═══ RECORDS FOR THIS TASK ═══
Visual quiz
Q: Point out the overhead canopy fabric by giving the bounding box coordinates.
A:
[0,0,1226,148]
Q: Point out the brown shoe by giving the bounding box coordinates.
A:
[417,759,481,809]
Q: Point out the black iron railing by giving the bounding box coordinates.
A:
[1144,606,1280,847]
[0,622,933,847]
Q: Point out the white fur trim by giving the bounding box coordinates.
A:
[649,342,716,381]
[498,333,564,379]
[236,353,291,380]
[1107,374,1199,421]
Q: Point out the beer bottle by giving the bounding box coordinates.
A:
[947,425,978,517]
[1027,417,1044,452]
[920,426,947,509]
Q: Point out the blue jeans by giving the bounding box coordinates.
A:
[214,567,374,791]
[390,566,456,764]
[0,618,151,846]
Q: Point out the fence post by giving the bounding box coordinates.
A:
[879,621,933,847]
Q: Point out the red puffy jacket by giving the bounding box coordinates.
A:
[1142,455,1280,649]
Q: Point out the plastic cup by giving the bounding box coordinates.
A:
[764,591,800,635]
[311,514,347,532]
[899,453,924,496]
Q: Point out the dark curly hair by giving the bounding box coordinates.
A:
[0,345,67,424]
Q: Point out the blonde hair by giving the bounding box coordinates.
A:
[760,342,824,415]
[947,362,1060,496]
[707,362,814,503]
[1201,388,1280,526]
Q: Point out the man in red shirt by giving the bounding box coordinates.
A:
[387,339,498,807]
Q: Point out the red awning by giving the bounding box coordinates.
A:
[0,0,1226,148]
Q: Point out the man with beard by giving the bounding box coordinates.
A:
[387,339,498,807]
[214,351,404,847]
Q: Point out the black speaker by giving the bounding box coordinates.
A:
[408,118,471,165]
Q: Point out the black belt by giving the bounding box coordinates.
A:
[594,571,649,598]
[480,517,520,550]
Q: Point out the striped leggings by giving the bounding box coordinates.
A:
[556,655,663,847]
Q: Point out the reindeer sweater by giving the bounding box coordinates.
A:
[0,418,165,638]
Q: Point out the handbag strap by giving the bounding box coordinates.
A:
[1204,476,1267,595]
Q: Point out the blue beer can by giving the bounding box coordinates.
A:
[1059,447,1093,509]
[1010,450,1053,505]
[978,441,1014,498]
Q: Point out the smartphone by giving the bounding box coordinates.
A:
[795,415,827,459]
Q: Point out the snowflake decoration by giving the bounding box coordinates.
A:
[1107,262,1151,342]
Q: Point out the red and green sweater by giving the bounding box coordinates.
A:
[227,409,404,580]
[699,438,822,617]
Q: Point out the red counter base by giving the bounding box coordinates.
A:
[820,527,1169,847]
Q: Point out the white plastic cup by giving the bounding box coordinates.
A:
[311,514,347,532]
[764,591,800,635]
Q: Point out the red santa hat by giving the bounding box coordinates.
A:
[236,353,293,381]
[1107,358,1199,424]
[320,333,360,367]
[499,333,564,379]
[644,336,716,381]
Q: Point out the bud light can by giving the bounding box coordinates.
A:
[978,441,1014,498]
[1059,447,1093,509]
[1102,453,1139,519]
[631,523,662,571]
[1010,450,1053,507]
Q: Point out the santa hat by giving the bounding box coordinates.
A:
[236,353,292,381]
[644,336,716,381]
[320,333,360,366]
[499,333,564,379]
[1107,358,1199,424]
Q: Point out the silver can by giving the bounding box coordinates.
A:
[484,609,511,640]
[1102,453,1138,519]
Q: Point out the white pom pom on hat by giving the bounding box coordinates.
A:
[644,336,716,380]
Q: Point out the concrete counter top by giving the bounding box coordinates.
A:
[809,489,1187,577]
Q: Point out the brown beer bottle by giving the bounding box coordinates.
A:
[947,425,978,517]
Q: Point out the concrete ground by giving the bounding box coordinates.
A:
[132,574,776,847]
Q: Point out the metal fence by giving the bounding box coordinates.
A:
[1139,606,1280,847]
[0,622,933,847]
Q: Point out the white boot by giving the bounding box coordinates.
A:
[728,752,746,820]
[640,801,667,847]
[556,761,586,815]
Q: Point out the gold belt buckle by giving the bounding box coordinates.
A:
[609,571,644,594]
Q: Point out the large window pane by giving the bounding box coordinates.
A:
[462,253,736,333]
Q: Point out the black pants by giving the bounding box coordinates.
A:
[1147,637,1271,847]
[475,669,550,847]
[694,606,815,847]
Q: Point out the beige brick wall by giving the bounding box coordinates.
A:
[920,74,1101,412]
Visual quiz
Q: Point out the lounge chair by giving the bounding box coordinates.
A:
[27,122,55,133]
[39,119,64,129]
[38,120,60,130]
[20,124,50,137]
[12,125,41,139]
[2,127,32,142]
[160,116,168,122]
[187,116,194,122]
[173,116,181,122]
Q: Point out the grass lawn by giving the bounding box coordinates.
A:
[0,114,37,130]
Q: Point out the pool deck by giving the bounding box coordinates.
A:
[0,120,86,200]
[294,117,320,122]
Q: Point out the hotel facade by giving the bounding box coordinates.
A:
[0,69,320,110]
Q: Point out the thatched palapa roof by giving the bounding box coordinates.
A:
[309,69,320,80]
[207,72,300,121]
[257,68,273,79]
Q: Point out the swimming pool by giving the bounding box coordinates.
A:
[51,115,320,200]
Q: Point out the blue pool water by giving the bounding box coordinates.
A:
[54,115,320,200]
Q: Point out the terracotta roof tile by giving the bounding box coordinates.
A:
═══
PROMPT:
Change each "Point out" in the records above to "Locate" and leave every other word as it is.

RESPONSE FOR THIS EXERCISE:
Visual quiz
Q: Locate the overhead canopy fabric by giving the bounding box coordinates.
A:
[0,0,1226,148]
Q: Locate the brown shoe by giving the bounding box coordinates.
A:
[417,759,481,809]
Q: Locate the black iron railing by giving the bounding box coordinates.
A:
[1144,606,1280,847]
[0,622,933,847]
Q: Locate the white fur trim by giving the bounding box coordinates.
A:
[649,342,716,381]
[498,333,564,379]
[236,353,291,380]
[1107,374,1199,421]
Q: Locate the beer bottle by giving the bounding box coordinates.
A:
[947,425,978,517]
[1027,417,1044,452]
[920,426,947,509]
Q: Locate the blue jeans by giving the bounding box coordinates.
A:
[214,567,374,791]
[390,566,456,764]
[0,618,151,846]
Q: Locate the fence post by giving the bounding box coordinates.
A:
[879,621,933,847]
Q: Locate the red puffy jacket by giving the bounding box coordinates.
A:
[1142,455,1280,649]
Q: Locate the plastic cup by giving the bounding box coordinates.
A:
[764,591,800,635]
[311,514,347,532]
[899,453,924,496]
Q: Locate the dark curly hair by giving the bounding box coordinates.
A:
[0,345,67,424]
Q: Locate the blonde hair by giving the bounding box coordinates.
A:
[760,342,824,415]
[947,362,1060,496]
[707,362,814,503]
[1201,388,1280,526]
Q: Locate the man in red shirt by giving the bounding box coordinates.
A:
[387,339,498,807]
Q: Locate the red awning by giving the bounding box coordinates.
A:
[0,0,1226,148]
Q: Locate the man with beard by giving the bounding box coordinates.
A:
[387,339,498,807]
[214,351,404,847]
Q: Locate the black speaker by giving the bounding box coordinates.
A:
[408,118,471,165]
Q: Locate the black belt by giving the bounding box coordinates.
A:
[594,571,649,598]
[480,517,520,550]
Q: Locate the striped leggings by giving the bounding box coordinates.
A:
[556,655,663,847]
Q: Locate the reindeer sweater by giving the bounding box coordinates.
A:
[0,418,165,638]
Q: Locate the handbag strap by giving the bounding box coordinates.
A:
[1204,476,1267,595]
Q: Locate the blue beer can by giving the bounding box coordinates.
A:
[1059,447,1093,509]
[1010,450,1053,505]
[978,441,1014,498]
Q: Locate the smartphone by giving the bounding box coordinates.
A:
[795,415,827,459]
Q: Locate the snowflake decoration by giving the bounding box coordinates.
A:
[1107,262,1151,342]
Q: Locate the red and green sweater by giving the bounding box coordinates.
A:
[227,409,404,580]
[699,438,822,617]
Q: Locate the red counter base by giving the bounding box coordinates.
A:
[820,527,1169,847]
Q: Locate the white plastic cup by giving the bounding box coordinates.
A:
[311,514,347,532]
[764,591,800,635]
Q: Locate the red santa hat by giving the bounding box coordinates.
A:
[236,353,293,381]
[1107,358,1199,424]
[320,333,360,367]
[499,333,564,379]
[644,336,716,381]
Q: Locate the bud light can by giving the bounding box coordinates.
A:
[978,441,1014,498]
[1059,447,1093,509]
[1102,453,1139,519]
[631,523,662,571]
[1010,450,1053,507]
Q: Locate the santa hat by giving the bounding box coordinates.
A:
[236,353,292,381]
[644,336,716,381]
[320,333,360,366]
[499,333,564,379]
[1107,358,1199,424]
Q: Locate the silver can by giving the bounding box coordinates.
A:
[484,609,511,640]
[1102,453,1138,519]
Q: Locate the white pom pom on hat by giving the bounding box coordinates.
A:
[644,336,716,380]
Q: Locate the concrete counter top by giving the bounding box coordinates.
A:
[809,489,1187,577]
Q: Locate the brown beer bottle by giving the bounding box coordinates.
A:
[947,425,978,517]
Q: Locate the concrete ground by giving the bounding box coordinates.
A:
[132,574,776,847]
Q: Locate the metal fence by giving the bounding box coordinates.
A:
[1139,606,1280,847]
[0,622,933,847]
Q: Locate the white boot by giving the bounding box coordinates.
A:
[728,752,746,820]
[640,801,667,847]
[556,761,586,815]
Q: Locate the gold belt buckle by giving the bounding box coordinates.
A:
[609,571,644,594]
Q: Locate the large window pane by giving the bounding box coordinates.
A:
[462,253,736,333]
Q: Locate the black pants by giving the bounding box coordinates.
A:
[1147,637,1271,847]
[475,669,550,847]
[694,606,815,847]
Q: Locate the beige brick wall by giving the bounding box coordinates.
A:
[920,74,1101,412]
Visual quiz
Q: Locate the lounge chair by giving the bounding box coordinates.
A:
[27,122,55,133]
[39,119,64,129]
[38,120,60,130]
[20,124,50,137]
[12,125,41,139]
[2,127,32,142]
[160,116,168,122]
[187,116,194,122]
[173,116,181,122]
Q: Locate the grass lawn by giving the bounding box coordinates.
A:
[0,114,37,130]
Q: Locate the pool deck by giving the bounding box coordinates.
A:
[0,120,86,200]
[294,117,320,122]
Q: Locate the hotel facade by giving the bounding box coordinates.
A:
[0,69,320,110]
Q: Locate the thatched palapa roof by giving the bounding box coordinates.
A:
[309,69,320,80]
[207,72,300,121]
[257,68,273,79]
Q: Locate the swimming pool by giving the bounding box coordinates.
A:
[51,115,320,200]
Q: Locate the blue pool water by giving the bounding box coordinates.
A:
[54,115,320,200]
Q: Locate the terracotta roof tile by giving the bounding box coordinates.
A:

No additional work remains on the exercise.